PROBLEM REQUIREMENTS:
Reproduce all of the items below, replacing "Question:" with "Prompt:" wherever it occurs and keeping everything else identical.

(Items from a box labeling dataset)
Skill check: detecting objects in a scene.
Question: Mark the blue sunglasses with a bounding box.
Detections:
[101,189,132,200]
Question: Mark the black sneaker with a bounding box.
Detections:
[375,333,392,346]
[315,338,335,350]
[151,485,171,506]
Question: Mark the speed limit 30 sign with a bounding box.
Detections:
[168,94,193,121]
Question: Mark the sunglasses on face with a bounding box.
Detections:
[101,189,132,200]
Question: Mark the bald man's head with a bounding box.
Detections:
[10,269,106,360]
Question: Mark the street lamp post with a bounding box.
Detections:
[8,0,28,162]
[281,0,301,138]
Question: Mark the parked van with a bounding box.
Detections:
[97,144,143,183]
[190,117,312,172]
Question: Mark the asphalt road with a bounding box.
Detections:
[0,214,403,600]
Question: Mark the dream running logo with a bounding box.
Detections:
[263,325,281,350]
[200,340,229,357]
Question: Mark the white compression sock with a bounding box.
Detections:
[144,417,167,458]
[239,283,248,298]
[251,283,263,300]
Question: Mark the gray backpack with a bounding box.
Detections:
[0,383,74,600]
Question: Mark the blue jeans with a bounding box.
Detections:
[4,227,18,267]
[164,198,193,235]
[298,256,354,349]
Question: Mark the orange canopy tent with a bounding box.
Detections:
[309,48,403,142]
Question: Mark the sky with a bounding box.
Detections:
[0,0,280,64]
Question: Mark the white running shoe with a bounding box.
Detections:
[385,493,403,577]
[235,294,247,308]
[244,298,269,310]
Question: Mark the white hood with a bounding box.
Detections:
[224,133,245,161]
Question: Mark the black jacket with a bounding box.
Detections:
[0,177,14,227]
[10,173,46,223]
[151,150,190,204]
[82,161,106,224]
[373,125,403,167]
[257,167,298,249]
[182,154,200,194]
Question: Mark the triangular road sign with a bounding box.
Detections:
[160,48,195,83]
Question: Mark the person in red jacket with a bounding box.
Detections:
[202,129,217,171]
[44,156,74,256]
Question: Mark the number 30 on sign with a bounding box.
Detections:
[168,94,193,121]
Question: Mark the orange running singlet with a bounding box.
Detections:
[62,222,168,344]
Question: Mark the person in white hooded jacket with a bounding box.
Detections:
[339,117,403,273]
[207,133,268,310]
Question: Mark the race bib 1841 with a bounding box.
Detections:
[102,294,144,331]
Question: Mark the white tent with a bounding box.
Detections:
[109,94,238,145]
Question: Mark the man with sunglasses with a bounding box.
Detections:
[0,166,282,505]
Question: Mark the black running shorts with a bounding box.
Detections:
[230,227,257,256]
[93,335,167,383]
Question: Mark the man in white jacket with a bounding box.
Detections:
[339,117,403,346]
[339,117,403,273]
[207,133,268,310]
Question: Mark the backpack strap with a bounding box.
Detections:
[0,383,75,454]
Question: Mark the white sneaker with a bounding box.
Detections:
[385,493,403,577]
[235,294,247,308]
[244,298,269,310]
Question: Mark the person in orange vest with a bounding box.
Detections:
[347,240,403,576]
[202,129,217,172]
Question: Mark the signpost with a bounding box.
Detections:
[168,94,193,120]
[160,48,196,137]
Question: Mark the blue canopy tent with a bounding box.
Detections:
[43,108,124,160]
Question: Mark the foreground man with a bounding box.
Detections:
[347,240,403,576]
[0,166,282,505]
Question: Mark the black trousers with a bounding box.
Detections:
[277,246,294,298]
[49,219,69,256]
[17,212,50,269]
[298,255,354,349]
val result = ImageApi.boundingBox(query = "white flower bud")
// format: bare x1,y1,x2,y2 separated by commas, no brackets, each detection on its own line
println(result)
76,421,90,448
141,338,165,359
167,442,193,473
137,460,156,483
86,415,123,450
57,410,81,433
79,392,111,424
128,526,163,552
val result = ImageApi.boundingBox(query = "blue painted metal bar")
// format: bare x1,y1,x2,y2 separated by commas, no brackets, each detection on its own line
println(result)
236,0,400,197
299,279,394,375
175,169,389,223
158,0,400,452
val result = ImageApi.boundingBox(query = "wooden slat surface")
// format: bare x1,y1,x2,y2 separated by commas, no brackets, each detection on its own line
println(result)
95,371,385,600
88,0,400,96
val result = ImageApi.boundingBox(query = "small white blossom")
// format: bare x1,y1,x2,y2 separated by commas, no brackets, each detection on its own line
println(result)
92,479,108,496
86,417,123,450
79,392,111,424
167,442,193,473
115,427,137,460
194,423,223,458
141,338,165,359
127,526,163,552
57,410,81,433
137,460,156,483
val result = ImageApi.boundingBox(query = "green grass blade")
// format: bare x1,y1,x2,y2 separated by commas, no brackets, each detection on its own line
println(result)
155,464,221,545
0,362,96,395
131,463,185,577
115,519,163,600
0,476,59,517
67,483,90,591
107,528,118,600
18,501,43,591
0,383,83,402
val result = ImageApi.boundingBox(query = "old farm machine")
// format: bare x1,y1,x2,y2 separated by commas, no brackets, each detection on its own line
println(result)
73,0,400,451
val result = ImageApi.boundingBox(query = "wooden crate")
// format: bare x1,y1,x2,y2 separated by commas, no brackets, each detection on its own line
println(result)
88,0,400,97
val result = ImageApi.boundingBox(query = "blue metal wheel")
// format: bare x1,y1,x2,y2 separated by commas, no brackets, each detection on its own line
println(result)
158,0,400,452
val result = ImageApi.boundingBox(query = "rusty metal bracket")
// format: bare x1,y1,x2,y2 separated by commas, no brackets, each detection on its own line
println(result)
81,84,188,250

SOLVED PROBLEM:
Skill check: detecting objects in a scene.
Prompt: Mark the blue sunglasses with a bounding box.
Detections:
[101,189,132,200]
Prompt: Mark the black sneaker with a bounding box.
Detections:
[375,333,392,346]
[315,338,335,350]
[151,485,171,506]
Prompt: Mark the speed limit 30 sign with a bounding box.
Detections:
[168,94,193,121]
Prompt: Mark the sunglasses on face with a bounding box.
Detections:
[101,189,132,200]
Prompt: Mark the bald man's head with a bounding box.
Detections:
[10,269,106,360]
Prompt: Mark the street lamp post with a bounding box.
Detections:
[8,0,28,162]
[281,0,301,138]
Prompt: Mark the parked van with a bounding box.
Detections:
[97,144,143,183]
[190,117,312,172]
Prompt: Mark the asphalt road with a bounding box.
Detections:
[0,214,403,600]
Prompt: Mark the dream running logo with a bounding box.
Detections:
[263,325,281,350]
[200,340,229,357]
Prompt: Mark the white compression sock with a bounding box.
Detections:
[144,417,167,458]
[239,283,248,298]
[251,283,263,300]
Prompt: Mark the gray backpack with a bounding box.
Detections:
[0,383,74,600]
Prompt: Mark the blue jeans with a bounding box.
Detections:
[4,227,18,267]
[164,198,193,235]
[298,256,354,349]
Prompt: Mark the orange canopy tent with a bounding box.
Detections:
[309,48,403,142]
Prompt: Mark the sky with a bounding box.
Detections:
[0,0,280,64]
Prompt: Mark the white running shoe with a bounding box.
Detections:
[385,493,403,577]
[235,294,247,308]
[244,298,269,310]
Prompt: Mark the white hood with a bounding box.
Detections:
[224,133,245,161]
Prompt: Mark the black jacket with a bounding box.
Detections:
[0,177,14,227]
[10,173,46,223]
[151,150,190,204]
[82,161,106,224]
[373,125,403,167]
[257,167,298,249]
[182,154,200,194]
Prompt: Mark the triangular road sign with a bounding box.
Detections:
[160,48,195,83]
Prompt: Mark the person in red jacket with a bounding box.
Detections:
[202,129,217,171]
[44,156,74,256]
Prompt: Mark the number 30 on sign with a bounding box.
Detections:
[168,94,193,121]
Prompt: Mark the orange running singlet with a bounding box.
Detections:
[62,222,168,344]
Prompt: Mark the person in white hooded jacket with a bounding box.
Detections:
[339,117,403,273]
[207,133,268,310]
Prompt: Mark the race bib 1841 with a bounding box.
Detections:
[102,294,144,331]
Prompt: Mark the white tent with a bounding box.
Detections:
[109,94,238,145]
Prompt: Mark the man with sunglasses with a bounding box.
Detections:
[0,166,282,505]
Prompt: Mark the black running shorts with a bounding box.
Detections:
[230,227,257,256]
[93,335,167,383]
Prompt: Mark the man in white jacket with a bounding box.
Detections:
[339,117,403,346]
[339,117,403,273]
[207,133,268,310]
Prompt: Mark the backpack strap with a bounding box.
Detections:
[0,383,75,454]
Prompt: Mark the white sneaker with a bounding box.
Detections:
[385,493,403,577]
[235,294,247,308]
[244,298,269,310]
Prompt: Mark the person in orange vest with a bounding box.
Detections:
[347,240,403,576]
[202,129,217,172]
Prompt: Mark the signpost with a bounding box.
Detections:
[168,94,193,120]
[160,48,196,137]
Prompt: Mark the blue canopy tent with a bounding box.
Detections:
[43,108,124,160]
Prompt: Mark the foreground man with a bounding box.
Detections:
[347,240,403,576]
[0,166,282,505]
Prompt: Mark the black trousers with a bounding box.
Detections:
[277,246,294,298]
[49,219,69,256]
[17,212,50,269]
[298,255,354,349]
val result = ImageApi.boundingBox(query = "white flower bud")
// format: bare x1,y1,x2,y2 separated by commas, no brackets, each detection on its own line
println(result)
76,421,90,448
141,338,165,359
167,442,193,473
137,460,156,483
86,415,123,450
57,410,81,433
79,392,111,424
128,526,163,552
val result = ImageApi.boundingBox(query = "blue painted metal bar")
// format: bare x1,y1,x2,y2 separated by commas, no brackets, each detection on its own line
println(result)
236,0,400,197
299,279,394,375
175,169,389,223
158,0,400,452
val result = ImageApi.boundingBox(query = "wooden slat surface")
// format: bare x1,y1,x2,y2 separated by commas, no brackets, each detection on its own line
println(result)
95,371,385,600
88,0,400,96
val result = ImageApi.boundingBox(query = "small white blossom")
// format: bare x1,y1,x2,y2 separated by commas, no brackets, each detection on its own line
println(result)
92,479,108,496
86,417,123,450
79,392,111,424
167,442,193,473
115,427,137,460
194,423,223,458
141,338,165,359
127,526,163,552
57,410,81,433
137,460,156,483
val result = ImageApi.boundingBox(query = "green grass blade")
// format: bare x1,y1,x2,y2 separated by commas, no brackets, each detection on its own line
println(result)
155,464,221,545
0,362,96,395
131,463,185,577
115,519,163,600
0,476,59,517
67,483,90,591
107,528,118,600
18,501,43,591
0,383,83,402
val result = ImageApi.boundingBox(query = "old farm machine")
// format: bare x1,y1,x2,y2 separated by commas, no brackets, each detection on its own line
println(result)
73,0,400,451
val result = ImageApi.boundingBox(query = "wooden crate")
// format: bare x1,y1,x2,y2 separated by commas, no brackets, each detection on its own line
println(result)
88,0,400,97
val result = ImageApi.boundingBox(query = "blue metal wheel")
// format: bare x1,y1,x2,y2 separated by commas, no brackets, each detection on its own line
println(result)
158,0,400,452
val result = ImageApi.boundingBox(query = "rusty metal bracket")
// format: bare x1,y1,x2,y2 separated by commas, no brackets, each detection on its own line
println(result)
81,84,188,250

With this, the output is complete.